### Supplied passage
□ □ □ □ □
NYC Express Bus
- Parent: Golden Touch Transportation of NY, Inc.
- Founded: 2011
- Ceased operation: 2020
- Headquarters: Astoria, New York
- Locale: New York City
- Service area: Midtown Manhattan
- Service type: Express bus service
- Destinations: LGA, JFK, PenStation, PABT, GCT
- Operator: Golden Touch Transportation of NY, Inc./franchised bus operators

= NYC Express Bus =

NYC Express Bus, formerly known as NYC Airporter, was an airport transfer service. NYC Express bus service operated express motor coaches between New York metropolitan area airports and Manhattan owned by Golden Touch Transportation of NY, Inc. It was the only permitted official operator of express airport bus service for the New York City Department of Transportation and Port Authority of New York and New Jersey (the airports' operator).

NYC Express bus was managed by Golden Touch Transportation, a Transdev affiliate, and operated by franchised bus operators using Golden Touch/NYC Airporter-branded vehicles. These vehicles included diesel and hybrid-electric cutaway buses built on IC Bus chassis, Gillig transit buses, and others. Operations began in January 2011 when Golden Touch acquired the John F. Kennedy International Airport and LaGuardia Airport express airport bus permit with the NYCDOT and Port Authority, previously held by New York Airport Service (which now operates vans instead of their buses), allowing Golden Touch to begin express service from Manhattan to the two airports and ended sometime in 2020. The service was branded NYC Airporter, “Your Express Ride to New York City”.
□ □ □ □ □
(Location identification entries)
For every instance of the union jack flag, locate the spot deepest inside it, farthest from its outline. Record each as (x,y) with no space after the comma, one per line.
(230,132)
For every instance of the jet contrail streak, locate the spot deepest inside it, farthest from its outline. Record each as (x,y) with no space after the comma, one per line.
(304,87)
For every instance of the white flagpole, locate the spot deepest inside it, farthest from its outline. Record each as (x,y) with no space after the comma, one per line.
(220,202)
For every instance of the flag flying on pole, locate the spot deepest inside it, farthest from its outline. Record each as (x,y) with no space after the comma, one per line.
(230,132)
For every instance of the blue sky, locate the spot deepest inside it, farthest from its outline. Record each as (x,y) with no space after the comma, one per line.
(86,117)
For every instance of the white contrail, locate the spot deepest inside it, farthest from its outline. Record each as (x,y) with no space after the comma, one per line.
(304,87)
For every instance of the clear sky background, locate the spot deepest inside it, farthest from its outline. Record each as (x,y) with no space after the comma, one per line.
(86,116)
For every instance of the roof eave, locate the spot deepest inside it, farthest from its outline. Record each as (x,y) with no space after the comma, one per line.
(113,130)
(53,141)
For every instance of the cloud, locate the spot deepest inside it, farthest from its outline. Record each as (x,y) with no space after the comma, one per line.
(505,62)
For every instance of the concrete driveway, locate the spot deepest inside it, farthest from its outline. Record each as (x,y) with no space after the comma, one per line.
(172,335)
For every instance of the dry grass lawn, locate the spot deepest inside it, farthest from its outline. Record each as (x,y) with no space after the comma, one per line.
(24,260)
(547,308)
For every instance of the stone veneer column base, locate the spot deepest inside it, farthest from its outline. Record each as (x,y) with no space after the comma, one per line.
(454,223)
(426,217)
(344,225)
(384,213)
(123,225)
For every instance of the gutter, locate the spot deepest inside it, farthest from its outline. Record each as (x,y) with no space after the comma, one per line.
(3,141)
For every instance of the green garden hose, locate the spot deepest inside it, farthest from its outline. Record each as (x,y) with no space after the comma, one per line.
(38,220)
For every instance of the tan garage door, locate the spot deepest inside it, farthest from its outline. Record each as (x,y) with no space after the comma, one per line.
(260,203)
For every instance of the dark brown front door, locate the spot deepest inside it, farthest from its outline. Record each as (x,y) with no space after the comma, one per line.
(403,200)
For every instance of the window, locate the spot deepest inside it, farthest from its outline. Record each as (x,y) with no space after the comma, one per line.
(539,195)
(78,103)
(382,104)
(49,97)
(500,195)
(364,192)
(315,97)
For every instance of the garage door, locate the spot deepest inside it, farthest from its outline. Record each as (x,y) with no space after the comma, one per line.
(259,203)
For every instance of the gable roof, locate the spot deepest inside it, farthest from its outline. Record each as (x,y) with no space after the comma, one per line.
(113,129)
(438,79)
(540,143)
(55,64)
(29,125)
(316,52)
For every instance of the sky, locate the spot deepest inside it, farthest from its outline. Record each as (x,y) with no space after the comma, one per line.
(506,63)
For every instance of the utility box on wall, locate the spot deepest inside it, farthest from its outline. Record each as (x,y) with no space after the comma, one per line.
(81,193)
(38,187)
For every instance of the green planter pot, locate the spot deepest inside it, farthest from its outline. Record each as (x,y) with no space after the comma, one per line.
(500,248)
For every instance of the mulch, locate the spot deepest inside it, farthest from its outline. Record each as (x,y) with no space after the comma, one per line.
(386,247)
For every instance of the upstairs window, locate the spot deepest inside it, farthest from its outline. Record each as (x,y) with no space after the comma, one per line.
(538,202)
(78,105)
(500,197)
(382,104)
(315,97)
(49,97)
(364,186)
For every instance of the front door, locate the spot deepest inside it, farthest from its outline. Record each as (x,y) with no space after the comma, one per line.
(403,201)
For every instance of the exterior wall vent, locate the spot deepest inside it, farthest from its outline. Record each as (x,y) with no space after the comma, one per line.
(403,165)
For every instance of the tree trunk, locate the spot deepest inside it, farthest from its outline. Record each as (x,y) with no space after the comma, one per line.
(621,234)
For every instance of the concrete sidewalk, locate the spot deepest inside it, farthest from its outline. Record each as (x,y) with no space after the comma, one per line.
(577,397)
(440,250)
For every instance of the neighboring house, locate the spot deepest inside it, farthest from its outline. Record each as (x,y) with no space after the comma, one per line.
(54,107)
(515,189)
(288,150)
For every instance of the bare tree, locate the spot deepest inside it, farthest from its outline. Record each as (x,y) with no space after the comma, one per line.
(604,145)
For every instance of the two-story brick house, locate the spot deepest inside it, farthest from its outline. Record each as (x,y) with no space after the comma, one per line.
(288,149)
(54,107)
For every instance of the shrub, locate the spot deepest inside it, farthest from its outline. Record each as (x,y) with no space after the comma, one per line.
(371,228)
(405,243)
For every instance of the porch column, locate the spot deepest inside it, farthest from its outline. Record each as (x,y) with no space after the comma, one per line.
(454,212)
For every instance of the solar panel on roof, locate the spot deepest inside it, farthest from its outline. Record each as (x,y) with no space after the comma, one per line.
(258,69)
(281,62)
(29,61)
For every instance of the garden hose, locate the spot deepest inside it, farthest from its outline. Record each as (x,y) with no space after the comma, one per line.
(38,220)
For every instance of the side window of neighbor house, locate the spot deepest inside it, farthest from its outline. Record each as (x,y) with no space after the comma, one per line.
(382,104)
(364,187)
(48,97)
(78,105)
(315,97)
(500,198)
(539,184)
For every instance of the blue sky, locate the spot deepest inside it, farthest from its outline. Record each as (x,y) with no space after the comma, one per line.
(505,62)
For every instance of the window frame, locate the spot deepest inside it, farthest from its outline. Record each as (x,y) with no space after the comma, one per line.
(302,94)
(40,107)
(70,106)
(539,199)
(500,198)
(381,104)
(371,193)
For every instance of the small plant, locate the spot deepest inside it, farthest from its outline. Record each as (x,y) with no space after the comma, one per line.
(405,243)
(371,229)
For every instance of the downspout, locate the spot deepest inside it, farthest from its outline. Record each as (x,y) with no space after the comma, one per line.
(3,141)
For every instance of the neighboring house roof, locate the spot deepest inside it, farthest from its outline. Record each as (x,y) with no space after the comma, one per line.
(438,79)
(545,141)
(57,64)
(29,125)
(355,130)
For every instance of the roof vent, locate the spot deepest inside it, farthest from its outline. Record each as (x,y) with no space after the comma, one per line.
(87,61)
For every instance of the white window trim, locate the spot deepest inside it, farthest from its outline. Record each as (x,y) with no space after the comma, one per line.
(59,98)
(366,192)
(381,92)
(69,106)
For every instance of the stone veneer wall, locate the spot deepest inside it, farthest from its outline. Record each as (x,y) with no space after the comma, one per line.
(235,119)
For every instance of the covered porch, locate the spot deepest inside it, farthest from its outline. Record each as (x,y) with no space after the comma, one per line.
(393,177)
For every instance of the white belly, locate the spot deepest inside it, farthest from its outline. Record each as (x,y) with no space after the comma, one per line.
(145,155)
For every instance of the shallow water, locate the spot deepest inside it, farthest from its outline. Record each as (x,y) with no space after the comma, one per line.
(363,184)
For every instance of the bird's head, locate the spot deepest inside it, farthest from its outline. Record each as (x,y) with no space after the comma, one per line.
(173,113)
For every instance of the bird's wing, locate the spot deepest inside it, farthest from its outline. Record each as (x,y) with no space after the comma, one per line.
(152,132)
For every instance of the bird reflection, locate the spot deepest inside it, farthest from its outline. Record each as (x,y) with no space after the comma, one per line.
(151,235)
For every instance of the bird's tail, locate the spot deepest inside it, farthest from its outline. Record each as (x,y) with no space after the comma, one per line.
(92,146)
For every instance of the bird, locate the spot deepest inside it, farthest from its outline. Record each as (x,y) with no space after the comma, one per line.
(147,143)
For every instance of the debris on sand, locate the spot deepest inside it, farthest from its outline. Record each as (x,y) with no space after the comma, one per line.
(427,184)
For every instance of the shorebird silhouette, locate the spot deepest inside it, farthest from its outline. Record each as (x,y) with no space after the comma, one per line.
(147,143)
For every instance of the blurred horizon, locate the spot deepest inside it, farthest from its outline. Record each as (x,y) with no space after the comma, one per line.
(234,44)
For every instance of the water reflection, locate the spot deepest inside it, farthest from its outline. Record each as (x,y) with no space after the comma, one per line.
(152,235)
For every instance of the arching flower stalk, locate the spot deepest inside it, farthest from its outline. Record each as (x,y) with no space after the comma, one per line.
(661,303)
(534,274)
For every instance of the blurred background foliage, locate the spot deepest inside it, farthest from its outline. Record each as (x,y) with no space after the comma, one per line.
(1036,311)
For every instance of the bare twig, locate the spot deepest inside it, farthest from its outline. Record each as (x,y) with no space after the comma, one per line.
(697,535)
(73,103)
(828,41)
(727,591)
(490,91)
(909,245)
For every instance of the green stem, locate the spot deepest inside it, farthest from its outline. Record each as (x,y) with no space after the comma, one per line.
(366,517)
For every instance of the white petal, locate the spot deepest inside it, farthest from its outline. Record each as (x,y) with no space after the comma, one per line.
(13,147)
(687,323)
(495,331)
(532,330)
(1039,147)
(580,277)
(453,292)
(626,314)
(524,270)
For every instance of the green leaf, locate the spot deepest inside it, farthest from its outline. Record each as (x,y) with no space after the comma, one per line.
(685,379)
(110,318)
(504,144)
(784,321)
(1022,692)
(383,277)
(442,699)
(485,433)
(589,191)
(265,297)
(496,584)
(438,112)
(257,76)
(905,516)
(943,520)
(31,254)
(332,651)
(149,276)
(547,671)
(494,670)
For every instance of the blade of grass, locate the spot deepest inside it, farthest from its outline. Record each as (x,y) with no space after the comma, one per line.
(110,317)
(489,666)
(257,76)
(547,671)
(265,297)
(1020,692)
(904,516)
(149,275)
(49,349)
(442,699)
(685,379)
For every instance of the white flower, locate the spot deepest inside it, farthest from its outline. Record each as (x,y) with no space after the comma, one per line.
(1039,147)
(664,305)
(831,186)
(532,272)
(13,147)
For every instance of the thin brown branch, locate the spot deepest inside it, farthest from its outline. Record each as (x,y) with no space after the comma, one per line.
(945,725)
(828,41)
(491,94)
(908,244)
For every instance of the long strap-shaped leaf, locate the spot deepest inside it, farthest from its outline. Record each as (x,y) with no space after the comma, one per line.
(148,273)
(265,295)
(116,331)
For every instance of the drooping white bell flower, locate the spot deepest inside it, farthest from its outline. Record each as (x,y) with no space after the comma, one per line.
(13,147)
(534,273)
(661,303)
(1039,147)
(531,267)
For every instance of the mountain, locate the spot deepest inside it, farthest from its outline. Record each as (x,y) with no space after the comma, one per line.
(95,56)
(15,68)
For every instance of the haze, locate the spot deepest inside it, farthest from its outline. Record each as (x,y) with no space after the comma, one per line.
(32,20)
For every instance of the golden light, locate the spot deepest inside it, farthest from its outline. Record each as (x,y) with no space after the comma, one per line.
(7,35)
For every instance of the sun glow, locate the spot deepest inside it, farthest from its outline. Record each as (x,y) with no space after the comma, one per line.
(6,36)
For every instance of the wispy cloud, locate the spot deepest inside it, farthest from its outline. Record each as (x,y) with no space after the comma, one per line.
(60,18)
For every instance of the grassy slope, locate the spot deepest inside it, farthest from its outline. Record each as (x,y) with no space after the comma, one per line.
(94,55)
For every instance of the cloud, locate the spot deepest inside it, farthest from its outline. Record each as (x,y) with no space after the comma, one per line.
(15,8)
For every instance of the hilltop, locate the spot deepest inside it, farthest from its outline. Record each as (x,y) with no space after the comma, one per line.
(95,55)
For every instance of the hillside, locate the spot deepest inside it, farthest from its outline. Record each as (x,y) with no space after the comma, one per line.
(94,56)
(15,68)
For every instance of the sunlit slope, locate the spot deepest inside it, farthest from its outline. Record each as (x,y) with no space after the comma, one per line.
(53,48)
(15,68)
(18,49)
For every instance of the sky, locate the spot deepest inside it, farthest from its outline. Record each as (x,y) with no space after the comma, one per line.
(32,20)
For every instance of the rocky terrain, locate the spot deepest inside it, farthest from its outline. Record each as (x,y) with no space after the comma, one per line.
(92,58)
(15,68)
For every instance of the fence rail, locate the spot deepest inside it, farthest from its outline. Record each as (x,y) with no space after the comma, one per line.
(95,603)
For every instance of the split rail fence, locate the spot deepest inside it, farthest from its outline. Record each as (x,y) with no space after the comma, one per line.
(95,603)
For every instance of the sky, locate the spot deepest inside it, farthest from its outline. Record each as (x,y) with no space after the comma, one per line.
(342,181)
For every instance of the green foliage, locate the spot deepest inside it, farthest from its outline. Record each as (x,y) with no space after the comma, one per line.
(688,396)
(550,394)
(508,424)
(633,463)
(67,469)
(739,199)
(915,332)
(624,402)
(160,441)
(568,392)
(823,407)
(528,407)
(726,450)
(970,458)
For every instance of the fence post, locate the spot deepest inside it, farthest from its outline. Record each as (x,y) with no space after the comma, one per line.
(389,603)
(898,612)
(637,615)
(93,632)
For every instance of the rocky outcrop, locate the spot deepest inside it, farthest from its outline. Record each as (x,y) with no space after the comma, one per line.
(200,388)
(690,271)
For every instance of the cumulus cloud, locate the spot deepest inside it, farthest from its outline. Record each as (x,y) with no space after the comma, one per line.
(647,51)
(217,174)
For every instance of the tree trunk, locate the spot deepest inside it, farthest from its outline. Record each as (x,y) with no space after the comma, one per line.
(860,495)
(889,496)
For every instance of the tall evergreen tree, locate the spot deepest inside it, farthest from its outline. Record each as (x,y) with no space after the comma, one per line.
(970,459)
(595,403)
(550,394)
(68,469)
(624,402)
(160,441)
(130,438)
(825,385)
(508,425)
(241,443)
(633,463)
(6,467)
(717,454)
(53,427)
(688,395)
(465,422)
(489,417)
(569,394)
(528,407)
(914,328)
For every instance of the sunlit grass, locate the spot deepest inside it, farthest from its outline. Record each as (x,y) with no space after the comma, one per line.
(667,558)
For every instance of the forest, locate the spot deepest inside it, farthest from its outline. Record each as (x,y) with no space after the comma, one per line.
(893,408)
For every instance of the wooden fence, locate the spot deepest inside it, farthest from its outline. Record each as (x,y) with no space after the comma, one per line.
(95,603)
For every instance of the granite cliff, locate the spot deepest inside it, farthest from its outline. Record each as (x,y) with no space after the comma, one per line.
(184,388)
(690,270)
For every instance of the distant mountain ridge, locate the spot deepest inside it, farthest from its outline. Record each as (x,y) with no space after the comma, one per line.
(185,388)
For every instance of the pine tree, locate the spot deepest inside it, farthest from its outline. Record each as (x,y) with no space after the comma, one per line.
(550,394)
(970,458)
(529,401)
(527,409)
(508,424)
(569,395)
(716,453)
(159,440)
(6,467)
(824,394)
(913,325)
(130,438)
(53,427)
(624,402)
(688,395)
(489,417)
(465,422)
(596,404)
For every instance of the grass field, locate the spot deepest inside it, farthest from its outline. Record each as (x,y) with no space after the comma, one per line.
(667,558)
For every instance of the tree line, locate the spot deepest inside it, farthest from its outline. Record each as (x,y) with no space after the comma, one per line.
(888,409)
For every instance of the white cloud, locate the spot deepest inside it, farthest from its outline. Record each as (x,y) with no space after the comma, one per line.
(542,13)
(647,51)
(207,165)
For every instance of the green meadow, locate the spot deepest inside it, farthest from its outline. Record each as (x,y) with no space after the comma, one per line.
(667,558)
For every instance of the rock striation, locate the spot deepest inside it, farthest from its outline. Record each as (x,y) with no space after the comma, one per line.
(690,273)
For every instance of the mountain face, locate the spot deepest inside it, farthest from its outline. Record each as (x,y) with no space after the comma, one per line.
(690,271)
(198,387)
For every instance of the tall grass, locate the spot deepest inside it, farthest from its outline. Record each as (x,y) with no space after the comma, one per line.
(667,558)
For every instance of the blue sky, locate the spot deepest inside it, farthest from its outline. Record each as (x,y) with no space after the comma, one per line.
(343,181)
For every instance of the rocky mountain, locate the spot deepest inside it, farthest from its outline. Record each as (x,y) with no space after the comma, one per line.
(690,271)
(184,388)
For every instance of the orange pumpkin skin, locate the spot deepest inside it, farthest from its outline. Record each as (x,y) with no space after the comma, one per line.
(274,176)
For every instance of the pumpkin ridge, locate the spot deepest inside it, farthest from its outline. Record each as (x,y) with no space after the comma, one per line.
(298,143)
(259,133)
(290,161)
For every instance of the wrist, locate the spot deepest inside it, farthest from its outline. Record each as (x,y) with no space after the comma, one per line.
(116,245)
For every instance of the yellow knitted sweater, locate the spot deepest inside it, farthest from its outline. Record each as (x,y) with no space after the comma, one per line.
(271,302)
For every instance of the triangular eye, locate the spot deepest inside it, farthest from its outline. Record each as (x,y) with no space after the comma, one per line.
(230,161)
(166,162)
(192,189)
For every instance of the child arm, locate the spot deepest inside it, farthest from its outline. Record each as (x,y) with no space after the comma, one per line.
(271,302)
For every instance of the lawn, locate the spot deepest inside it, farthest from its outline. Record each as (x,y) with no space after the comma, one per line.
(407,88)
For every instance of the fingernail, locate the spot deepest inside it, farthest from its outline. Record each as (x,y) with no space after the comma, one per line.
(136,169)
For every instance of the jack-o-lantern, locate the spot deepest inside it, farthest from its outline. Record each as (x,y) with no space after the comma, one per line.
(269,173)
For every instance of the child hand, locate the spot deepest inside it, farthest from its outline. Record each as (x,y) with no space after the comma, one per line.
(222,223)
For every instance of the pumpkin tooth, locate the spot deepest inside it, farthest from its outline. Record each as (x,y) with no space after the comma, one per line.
□ □ □ □ □
Duplicate the part of the NYC Express Bus article from "NYC Express Bus, formerly" up to and including "(the airports' operator).". The entries are separate material and have no connection to the NYC Express Bus article.

### The reply
NYC Express Bus, formerly known as NYC Airporter, was an airport transfer service. NYC Express bus service operated express motor coaches between New York metropolitan area airports and Manhattan owned by Golden Touch Transportation of NY, Inc. It was the only permitted official operator of express airport bus service for the New York City Department of Transportation and Port Authority of New York and New Jersey (the airports' operator).